• _Text shown_
::::::
Came across this and had to share. Beautiful hi-res scans of the 1775 book, Compendium Of Magic And Demonology. Crazy to think these monsters were drawn hundreds of years ago, their influence is still clearly relevant today! Really love the first guy in particular Rest of the scans here: http://monsterbrains.blogspot.com/2014/12/compendium-of-magic-and-demonology-1775.html
this is my favorite from those fiends: well also you might enjoy stufs from hundred years before that as well, here are some terms to search: Aristotle (ca. 384-322 B.C.). De Generatione animalium Galen (131-201 A.D). De usu partium corporis humani Pliny, the Elder (23-79 A.D.). Historia naturalis Avicenna (980-1037). Canon medicinae Albertus Magnus (1193-1280). Physica Pierre Belon (1517-1564). Les obseruations de plusieurs singularitez et choses mémorables Antonio Benivieni (1443-1502). De abditis non nullis ac mirandis morborum et sanationum causis Julius Obsequens. Des prodiges Konrad Lykosthenes (1518-1561). Prodigiorum ac ostentorum chronicon Konrad Gesner (1516-1565). Historia animalium Girolamo Cardano (1501-1576). Somniorum Synesiorum Jakob Ruff (1500-155. De conceptu et generatione hominis Arnaud Sorbin, Bishop of Nevers (1532-1606). Tractatus de monstris Pierre Boaistuau (d. 1566). Histoires prodigieuses Ambroise Paré (1510-1590). Les oevvres de m. Ambroise Paré Johannes Schenck von Grafenberg (1530-159. Observationum medicarum rariorum This in particular always made me giddy as a kid: Johannes-Georg Schenck von Grafenberg. Monstrorum historia Ulisse Aldrovandi (1522-1605). Monstrorum histori Fortunio Liceti (1577-1657). De monstrorum caussis Ulisse Aldrovandi (1522-1605). Musaeum metallicum Ole Worm (1588-1654). Museum Wormianum Frederik Ruysch (1638-1731). Thesaurus anatomicus Samuel Pepys (1633-1703). The Diary of Samuel Pepys Johann Friedrich Meckel (1781-1833). De duplicitate monstrosa commentarius would be nice if modern day artists would look back in time more than a decade to get inspiration for making 'monsters' instead of making crap- you know who you are!
::::::
• _Problems to work on_
A. In the posts about old monster illustrations, which work does the second poster say always made them giddy as a kid?
B. Summarize the posts about old monster illustrations in two sentences.
C. Go on with the posts about old monster illustrations from their last sentence.

• _Extracted entries_
::::::
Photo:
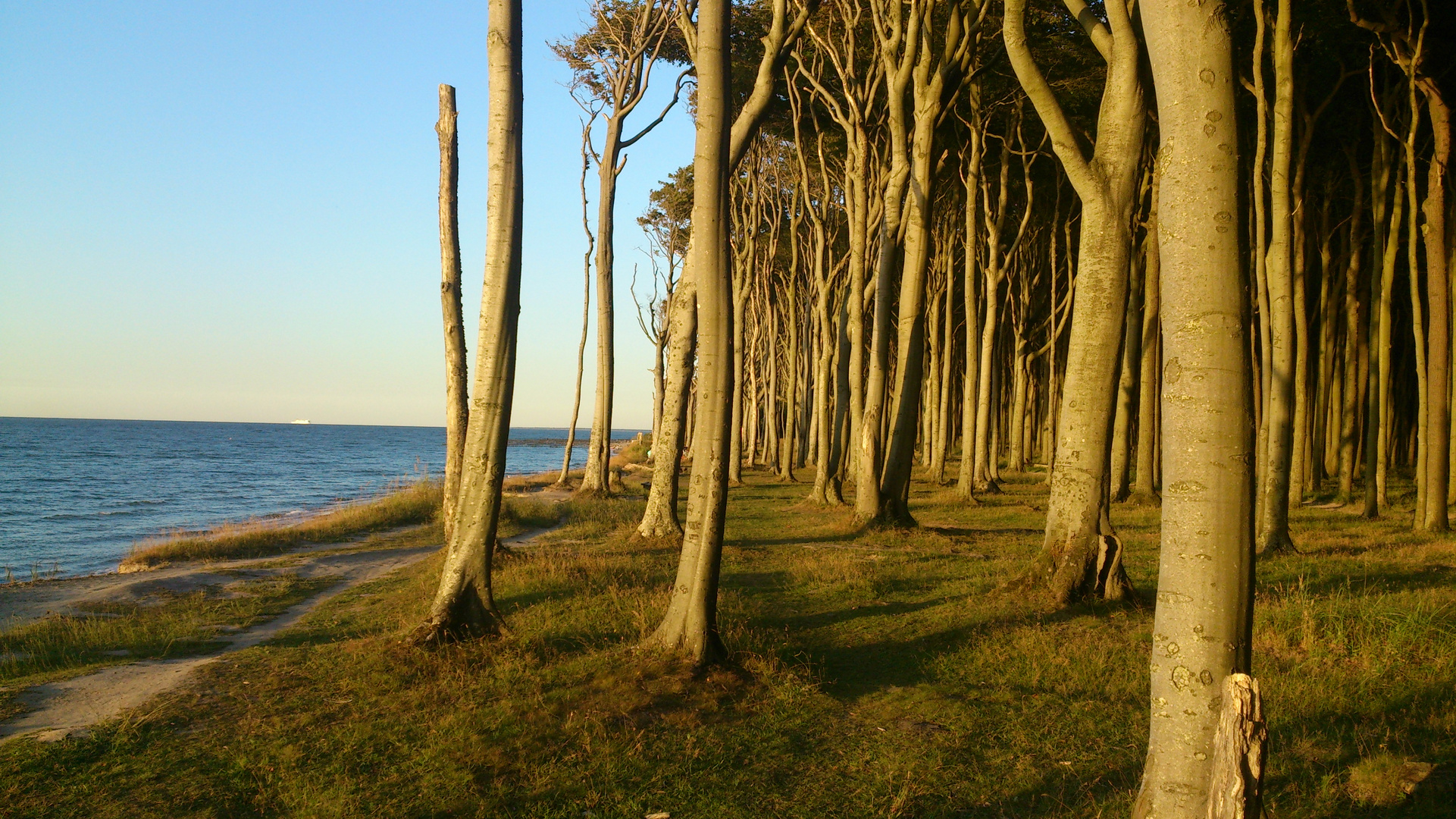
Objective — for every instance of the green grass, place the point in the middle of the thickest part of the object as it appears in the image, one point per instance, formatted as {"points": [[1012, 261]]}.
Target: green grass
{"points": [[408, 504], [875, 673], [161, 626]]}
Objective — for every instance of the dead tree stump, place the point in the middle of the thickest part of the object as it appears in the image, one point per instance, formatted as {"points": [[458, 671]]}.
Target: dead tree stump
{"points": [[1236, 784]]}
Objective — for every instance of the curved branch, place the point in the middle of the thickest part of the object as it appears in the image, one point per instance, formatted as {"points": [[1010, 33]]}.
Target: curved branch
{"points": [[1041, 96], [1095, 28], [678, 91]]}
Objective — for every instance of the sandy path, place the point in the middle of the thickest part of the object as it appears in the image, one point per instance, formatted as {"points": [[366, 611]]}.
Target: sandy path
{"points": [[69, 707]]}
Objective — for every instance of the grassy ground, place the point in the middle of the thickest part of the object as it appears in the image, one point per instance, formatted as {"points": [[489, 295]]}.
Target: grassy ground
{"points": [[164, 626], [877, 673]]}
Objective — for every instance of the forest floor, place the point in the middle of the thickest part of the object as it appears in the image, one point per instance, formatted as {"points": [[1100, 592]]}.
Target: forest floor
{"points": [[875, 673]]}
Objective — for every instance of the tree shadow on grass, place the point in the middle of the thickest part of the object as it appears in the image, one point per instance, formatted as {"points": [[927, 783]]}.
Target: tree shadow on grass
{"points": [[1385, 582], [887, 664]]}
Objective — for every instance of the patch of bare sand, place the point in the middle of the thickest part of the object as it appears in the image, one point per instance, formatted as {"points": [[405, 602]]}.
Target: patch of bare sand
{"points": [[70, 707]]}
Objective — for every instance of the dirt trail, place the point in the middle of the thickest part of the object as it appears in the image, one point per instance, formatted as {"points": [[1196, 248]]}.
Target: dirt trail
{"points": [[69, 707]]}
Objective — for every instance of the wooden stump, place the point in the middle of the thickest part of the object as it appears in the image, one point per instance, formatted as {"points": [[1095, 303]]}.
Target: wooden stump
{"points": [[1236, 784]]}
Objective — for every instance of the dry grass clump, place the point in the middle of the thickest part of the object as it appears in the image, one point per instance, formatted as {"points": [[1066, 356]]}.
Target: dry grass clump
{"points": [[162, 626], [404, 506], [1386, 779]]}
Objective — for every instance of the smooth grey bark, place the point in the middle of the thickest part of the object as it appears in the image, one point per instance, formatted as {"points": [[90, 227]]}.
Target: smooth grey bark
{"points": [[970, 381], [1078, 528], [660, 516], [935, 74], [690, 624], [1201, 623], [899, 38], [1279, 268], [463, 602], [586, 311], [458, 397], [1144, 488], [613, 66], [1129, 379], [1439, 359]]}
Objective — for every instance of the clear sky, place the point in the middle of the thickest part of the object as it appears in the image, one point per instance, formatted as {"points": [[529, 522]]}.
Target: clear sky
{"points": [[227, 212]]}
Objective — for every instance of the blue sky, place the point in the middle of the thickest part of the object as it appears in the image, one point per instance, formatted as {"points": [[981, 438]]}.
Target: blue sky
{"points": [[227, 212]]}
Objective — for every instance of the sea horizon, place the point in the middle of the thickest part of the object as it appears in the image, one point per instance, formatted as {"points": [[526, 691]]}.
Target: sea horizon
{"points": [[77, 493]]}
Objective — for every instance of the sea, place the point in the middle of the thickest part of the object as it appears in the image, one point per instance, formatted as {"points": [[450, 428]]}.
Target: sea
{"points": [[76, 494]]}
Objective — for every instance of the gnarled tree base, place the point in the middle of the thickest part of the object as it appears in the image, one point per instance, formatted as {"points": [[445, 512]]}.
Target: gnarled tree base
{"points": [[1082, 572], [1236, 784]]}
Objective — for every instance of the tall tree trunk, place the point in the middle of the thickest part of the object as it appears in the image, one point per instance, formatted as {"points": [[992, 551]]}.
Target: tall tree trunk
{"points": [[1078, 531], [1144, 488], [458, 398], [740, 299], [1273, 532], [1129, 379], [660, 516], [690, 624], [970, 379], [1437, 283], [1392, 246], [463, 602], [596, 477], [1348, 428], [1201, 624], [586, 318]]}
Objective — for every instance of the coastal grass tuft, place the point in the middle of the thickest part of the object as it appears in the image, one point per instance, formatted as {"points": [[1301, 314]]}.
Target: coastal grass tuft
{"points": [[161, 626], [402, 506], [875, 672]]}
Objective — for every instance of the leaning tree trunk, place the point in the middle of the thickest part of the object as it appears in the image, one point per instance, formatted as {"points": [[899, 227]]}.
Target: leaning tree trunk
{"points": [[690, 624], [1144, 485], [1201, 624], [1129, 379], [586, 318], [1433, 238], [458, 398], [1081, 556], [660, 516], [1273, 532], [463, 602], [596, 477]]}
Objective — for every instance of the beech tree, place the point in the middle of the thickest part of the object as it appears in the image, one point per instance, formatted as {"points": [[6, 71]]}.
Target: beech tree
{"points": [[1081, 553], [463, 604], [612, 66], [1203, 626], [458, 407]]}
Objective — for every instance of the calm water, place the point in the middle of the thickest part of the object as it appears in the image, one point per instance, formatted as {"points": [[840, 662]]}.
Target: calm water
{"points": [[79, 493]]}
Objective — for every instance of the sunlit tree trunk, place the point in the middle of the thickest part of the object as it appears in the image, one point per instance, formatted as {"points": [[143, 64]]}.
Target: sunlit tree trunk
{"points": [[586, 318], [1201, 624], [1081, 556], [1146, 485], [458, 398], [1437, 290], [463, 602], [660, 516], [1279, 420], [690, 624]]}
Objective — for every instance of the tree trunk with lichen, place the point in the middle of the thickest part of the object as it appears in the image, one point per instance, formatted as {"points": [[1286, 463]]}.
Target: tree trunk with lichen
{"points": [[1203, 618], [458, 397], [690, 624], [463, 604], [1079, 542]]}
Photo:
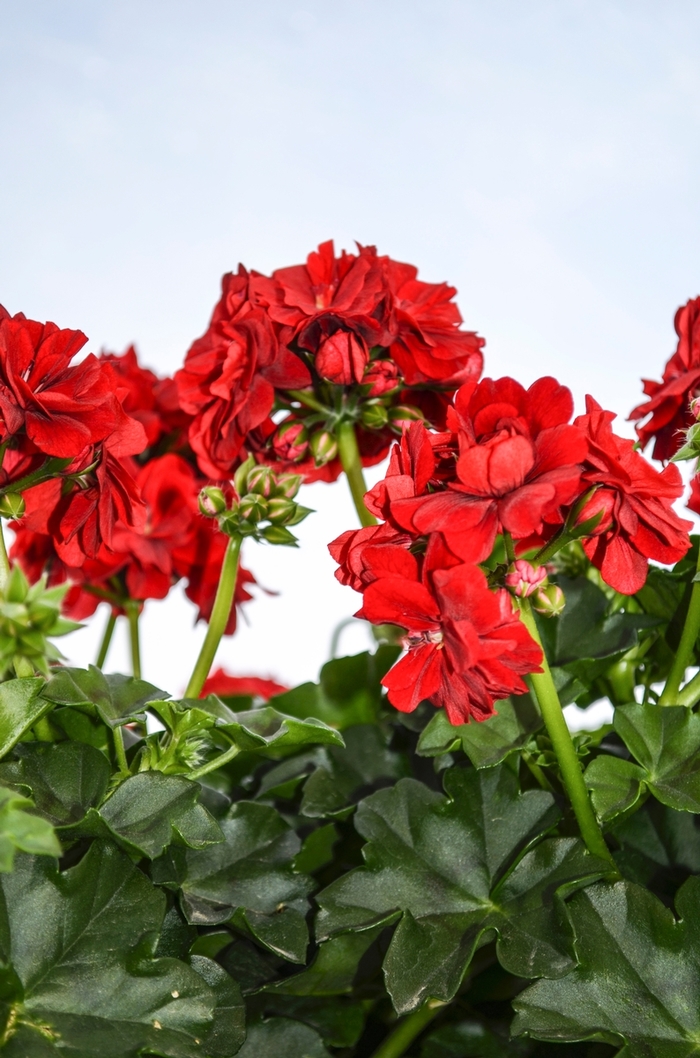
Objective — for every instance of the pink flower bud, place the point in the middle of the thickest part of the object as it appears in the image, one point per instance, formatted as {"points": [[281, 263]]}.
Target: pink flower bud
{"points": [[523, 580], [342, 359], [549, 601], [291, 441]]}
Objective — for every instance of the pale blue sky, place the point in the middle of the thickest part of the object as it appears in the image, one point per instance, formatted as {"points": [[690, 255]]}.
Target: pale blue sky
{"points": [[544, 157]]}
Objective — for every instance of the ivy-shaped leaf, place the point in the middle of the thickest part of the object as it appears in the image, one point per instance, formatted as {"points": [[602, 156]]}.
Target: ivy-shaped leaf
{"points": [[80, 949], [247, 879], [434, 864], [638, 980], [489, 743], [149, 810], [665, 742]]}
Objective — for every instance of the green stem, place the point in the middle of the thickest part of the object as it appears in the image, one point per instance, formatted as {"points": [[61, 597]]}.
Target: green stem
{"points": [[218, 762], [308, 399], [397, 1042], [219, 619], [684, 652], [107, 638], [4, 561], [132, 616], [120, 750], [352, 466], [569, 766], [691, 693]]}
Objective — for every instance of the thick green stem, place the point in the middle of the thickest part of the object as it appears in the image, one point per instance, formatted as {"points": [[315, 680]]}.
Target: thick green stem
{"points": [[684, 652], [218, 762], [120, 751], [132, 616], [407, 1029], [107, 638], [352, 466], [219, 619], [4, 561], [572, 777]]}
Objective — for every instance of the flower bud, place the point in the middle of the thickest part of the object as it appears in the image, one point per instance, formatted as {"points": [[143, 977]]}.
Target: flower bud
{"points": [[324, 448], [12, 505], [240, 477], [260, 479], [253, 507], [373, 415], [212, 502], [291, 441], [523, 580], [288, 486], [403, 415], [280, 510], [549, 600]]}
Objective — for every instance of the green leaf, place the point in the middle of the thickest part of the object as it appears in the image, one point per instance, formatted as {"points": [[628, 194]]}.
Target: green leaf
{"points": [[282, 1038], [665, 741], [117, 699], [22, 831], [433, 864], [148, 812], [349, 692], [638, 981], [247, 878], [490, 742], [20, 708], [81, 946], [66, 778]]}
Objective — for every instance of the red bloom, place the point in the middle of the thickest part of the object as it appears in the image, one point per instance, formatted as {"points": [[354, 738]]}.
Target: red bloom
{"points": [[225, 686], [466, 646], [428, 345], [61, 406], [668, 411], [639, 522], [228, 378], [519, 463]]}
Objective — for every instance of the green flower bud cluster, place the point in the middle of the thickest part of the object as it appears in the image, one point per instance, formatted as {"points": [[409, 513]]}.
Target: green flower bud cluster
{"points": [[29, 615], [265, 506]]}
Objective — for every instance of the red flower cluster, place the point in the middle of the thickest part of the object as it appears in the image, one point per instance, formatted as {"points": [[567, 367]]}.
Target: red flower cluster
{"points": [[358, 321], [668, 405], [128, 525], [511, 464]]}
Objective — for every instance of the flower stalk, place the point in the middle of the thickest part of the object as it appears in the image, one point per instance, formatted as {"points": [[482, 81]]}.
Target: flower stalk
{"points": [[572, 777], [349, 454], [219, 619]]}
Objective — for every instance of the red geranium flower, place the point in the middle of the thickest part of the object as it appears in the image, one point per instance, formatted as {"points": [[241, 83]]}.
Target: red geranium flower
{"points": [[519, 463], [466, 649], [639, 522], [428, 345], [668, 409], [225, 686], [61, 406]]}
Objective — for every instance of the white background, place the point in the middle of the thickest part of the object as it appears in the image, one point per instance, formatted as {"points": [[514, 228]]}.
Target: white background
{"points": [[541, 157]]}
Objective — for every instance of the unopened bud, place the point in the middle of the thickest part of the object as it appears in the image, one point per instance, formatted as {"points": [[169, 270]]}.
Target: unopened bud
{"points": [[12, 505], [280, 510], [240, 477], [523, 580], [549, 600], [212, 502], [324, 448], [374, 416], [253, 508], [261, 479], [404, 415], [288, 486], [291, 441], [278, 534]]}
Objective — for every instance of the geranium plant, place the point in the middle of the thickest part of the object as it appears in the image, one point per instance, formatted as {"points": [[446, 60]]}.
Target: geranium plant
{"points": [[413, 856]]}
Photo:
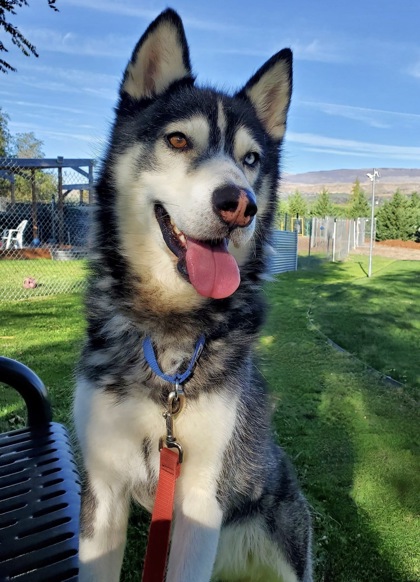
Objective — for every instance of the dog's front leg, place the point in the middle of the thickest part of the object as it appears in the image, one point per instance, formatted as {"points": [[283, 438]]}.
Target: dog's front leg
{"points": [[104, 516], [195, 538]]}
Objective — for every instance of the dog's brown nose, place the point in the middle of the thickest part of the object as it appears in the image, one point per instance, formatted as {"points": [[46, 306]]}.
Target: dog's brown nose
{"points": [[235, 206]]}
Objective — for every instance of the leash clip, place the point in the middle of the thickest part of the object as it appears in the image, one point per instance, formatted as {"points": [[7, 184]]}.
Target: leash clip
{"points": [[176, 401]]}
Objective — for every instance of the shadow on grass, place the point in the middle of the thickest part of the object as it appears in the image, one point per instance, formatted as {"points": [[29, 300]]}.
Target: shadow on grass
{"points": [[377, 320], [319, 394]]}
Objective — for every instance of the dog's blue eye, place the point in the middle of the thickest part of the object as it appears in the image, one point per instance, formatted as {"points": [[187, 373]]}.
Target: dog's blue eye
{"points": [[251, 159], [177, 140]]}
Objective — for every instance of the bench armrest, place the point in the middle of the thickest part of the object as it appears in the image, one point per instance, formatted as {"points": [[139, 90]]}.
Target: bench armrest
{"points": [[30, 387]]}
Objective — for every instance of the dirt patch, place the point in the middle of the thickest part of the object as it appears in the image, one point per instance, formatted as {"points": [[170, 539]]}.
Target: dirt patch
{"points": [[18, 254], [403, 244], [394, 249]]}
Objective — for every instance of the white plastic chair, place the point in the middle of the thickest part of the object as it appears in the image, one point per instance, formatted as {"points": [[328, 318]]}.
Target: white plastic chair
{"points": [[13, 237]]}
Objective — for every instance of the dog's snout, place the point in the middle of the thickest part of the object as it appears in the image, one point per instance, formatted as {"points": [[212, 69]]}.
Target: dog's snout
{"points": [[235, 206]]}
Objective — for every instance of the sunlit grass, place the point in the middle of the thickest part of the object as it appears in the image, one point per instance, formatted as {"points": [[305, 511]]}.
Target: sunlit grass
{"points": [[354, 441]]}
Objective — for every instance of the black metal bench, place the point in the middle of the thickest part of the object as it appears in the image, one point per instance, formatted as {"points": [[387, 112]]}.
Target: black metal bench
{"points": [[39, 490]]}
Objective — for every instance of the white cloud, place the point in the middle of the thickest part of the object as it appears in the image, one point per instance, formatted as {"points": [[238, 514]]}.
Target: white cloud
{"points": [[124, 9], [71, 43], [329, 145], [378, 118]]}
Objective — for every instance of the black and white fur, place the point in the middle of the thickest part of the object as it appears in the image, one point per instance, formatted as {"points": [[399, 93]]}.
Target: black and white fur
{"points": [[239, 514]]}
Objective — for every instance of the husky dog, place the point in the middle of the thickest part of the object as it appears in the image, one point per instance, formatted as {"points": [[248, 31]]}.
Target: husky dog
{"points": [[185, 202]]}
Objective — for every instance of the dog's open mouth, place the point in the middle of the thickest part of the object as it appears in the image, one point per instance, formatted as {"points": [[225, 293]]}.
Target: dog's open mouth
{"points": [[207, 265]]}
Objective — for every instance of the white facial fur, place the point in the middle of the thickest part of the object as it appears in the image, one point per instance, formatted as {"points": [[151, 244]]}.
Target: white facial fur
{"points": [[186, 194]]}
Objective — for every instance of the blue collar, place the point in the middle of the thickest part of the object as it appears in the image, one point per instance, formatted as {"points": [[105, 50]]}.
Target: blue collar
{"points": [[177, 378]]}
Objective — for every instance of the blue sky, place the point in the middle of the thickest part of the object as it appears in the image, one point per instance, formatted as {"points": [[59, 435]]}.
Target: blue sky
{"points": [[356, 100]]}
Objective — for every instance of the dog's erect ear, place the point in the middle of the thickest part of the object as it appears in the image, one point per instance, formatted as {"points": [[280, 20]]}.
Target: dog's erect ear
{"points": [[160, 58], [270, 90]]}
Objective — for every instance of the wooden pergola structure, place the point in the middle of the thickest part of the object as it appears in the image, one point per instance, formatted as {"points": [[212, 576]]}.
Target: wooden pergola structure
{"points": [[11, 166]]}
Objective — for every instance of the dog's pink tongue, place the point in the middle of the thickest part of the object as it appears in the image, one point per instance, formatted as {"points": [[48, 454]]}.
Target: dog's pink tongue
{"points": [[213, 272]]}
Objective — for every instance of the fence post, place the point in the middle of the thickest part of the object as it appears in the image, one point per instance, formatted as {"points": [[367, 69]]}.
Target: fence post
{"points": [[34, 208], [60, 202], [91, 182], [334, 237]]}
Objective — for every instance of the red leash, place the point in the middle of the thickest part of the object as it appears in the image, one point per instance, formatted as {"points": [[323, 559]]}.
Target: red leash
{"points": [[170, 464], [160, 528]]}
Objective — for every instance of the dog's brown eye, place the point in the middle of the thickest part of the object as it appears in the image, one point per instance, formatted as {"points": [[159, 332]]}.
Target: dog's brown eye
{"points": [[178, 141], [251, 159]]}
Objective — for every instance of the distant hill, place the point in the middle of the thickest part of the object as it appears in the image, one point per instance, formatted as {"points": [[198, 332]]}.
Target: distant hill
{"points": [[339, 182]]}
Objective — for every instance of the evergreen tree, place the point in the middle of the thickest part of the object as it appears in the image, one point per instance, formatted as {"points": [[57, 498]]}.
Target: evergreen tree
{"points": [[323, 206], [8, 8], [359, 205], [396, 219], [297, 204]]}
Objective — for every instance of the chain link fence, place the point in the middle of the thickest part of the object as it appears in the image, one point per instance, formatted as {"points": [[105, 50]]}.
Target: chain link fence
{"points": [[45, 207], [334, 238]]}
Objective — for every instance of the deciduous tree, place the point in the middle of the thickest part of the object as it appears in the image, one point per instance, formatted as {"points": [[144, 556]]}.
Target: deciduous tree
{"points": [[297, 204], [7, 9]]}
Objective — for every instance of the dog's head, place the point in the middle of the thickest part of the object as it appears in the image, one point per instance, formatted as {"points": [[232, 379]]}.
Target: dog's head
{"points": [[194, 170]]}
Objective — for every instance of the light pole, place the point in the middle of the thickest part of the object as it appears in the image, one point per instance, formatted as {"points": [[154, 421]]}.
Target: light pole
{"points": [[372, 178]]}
::::::
• _Answers given_
A. Monstrorum historia by Johannes-Georg Schenck von Grafenberg.

B. One poster shares hi-res scans of the 1775 book Compendium Of Magic And Demonology, noting that the monsters' influence is still clearly relevant today. A reply lists older works worth searching for, from Aristotle to Johann Friedrich Meckel, and wishes modern artists would look further back for inspiration when making monsters.

C.
Don't forget Hieronymus Bosch! 1450 - 1516 http://www.hieronymus-bosch.org/ Just so weird and fascinating at the same time, what an imagination. Boy, I would've really liked to have met him!
A demonic lady with a vagina dripping menstrual blood into the mouth of a snake... Any normal person would think "Well, that's enough Internet for me today!" Thanks so much for sharing, this is great inspiration for a series of demons I'm working on! And oh my goodness, Bosch... We just looked at his stuff in Art History class, especially The Garden of Earthly Delights. Can't believe all of that stuff came from his head! We spend a good amount of time pointing out weird/hilarious things in that one.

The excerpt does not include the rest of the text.